▸ **SELECTED EXTRACT**:
# 2011/2012 babies pic heavy **updated**



## RPC (Nov 6, 2009)

Caliber- He is a lot longer but is is 20 degrees so he is hunched up a little








Nubian








Caliber and Nubian








Marsha








Jan








Cindy








Marsha, Jan, Cindy, and Jasmine; nice family photo.








SB








SB








JB this is where Joy makes him sleep








JB


----------



## RMADairyGoats (Jun 20, 2011)

*Re: 2011/2012 babies pic heavy*

Awwww so cute!!! I love Nubian  And JB could not be any cuter


----------



## toth boer goats (Jul 20, 2008)

*Re: 2011/2012 babies pic heavy*

So adorable...... thanks for sharing........ :thumb:


----------



## Maggie (Nov 5, 2010)

*Re: 2011/2012 babies pic heavy*

They are sooo cute!! JB's coat looks so curly :greengrin:


----------



## Burns Branch Boers (Apr 11, 2011)

*Re: 2011/2012 babies pic heavy*

Caliber is REALLY thick!! Nice :thumb:

Awww those babies are so cute! I love the little "frosted" look to SB's ears and JB well I think he is my fave of all! He is just a doll!

Those little girls are perfectly cute! So will you be selling them? If so it won't be hard at all to sell that little red doeling-she will be a hot commodity. There are a bunch of goat people in our area who will fight like adults over cabbage patch kids for a nice, red doe :ROFL:

LOL re: where Joy makes JB sleep--where is in it the barn and why does she make his sleep in a certain area? That is cute.


----------



## HoosierShadow (Apr 20, 2010)

*Re: 2011/2012 babies pic heavy*

Very cute  Cindy sure is a cute girl, I love her red color! Still think JB looks like a little Bandit with his markings!


----------



## RPC (Nov 6, 2009)

▸ **STORED DATA**:
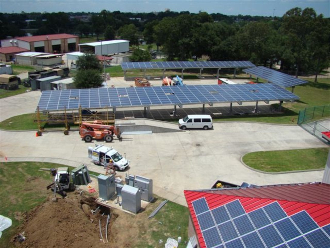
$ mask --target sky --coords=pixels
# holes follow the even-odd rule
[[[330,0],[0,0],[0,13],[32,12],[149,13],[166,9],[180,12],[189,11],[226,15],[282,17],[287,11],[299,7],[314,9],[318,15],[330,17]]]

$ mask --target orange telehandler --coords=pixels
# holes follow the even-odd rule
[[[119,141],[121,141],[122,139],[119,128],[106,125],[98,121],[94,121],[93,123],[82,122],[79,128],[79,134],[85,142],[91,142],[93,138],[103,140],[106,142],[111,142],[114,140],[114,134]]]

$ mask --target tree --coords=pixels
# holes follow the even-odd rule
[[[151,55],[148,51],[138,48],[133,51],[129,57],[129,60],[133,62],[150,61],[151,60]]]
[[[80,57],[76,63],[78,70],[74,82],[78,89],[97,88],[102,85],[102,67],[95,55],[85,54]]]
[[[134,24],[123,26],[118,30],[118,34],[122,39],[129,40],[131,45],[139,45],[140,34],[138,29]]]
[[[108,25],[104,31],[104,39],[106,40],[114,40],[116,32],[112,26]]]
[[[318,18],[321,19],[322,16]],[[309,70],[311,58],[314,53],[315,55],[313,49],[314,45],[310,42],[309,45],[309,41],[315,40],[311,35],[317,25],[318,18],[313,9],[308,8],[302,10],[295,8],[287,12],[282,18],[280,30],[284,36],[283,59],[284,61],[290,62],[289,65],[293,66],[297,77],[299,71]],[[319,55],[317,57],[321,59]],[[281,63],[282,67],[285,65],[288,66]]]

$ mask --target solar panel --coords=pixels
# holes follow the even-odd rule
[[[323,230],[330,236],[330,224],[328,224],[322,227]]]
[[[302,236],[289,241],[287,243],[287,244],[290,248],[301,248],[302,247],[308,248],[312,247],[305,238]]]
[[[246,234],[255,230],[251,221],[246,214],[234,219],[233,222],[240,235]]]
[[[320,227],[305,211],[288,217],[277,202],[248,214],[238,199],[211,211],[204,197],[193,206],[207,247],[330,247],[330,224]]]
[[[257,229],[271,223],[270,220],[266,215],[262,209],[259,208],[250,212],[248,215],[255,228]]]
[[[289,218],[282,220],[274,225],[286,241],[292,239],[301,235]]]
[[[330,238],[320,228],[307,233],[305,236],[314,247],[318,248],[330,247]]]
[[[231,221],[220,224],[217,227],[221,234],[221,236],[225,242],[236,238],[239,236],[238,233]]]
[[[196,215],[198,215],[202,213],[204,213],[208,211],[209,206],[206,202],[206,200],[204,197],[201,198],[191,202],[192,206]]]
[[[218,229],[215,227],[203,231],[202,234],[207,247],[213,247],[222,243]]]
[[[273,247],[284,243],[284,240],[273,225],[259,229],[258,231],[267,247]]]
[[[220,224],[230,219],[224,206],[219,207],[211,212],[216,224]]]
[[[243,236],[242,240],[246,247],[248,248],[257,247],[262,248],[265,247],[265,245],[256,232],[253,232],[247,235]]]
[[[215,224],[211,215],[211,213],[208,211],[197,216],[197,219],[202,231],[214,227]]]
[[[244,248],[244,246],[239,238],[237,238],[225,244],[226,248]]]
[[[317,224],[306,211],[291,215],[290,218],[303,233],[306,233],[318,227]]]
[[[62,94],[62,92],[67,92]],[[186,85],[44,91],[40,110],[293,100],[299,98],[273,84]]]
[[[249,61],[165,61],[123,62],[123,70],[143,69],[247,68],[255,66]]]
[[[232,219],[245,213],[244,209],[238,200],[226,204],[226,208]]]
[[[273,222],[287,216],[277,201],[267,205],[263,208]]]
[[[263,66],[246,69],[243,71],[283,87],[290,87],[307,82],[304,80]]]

==

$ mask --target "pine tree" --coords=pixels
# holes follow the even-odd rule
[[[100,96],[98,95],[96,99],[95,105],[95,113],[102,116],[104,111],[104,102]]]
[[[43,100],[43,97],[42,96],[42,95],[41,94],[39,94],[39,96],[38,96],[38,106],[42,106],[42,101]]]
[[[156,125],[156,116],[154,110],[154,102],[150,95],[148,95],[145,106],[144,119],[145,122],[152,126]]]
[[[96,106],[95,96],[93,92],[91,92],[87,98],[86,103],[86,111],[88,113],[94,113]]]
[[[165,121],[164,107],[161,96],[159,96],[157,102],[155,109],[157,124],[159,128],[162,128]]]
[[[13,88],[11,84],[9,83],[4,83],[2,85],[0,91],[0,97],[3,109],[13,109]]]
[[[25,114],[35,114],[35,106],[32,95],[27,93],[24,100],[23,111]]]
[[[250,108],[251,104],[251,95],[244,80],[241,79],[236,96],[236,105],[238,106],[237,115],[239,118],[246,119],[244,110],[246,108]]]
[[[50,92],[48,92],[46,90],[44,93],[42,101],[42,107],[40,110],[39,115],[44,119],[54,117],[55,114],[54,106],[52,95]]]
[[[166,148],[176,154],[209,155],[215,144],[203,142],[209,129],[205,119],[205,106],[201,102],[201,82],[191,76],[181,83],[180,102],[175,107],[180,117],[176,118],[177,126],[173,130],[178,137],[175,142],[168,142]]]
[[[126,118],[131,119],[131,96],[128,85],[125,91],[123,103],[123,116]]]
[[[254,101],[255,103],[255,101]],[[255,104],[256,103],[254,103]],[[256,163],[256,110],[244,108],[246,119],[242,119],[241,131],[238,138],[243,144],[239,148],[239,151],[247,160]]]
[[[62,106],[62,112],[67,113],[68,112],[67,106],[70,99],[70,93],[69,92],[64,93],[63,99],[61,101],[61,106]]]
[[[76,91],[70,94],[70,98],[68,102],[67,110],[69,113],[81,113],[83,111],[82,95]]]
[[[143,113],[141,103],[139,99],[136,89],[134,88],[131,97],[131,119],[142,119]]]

▸ **AIM 1**: In the goat thread, why does Caliber look hunched up?
▸ **AIM 2**: List each line of the entries containing the string "tree".
The thread and the entries come from unrelated sources.

▸ **RESULT 1**: It is 20 degrees.

▸ **RESULT 2**:
$ mask --target tree --coords=pixels
$ mask --target "pine tree" --coords=pixels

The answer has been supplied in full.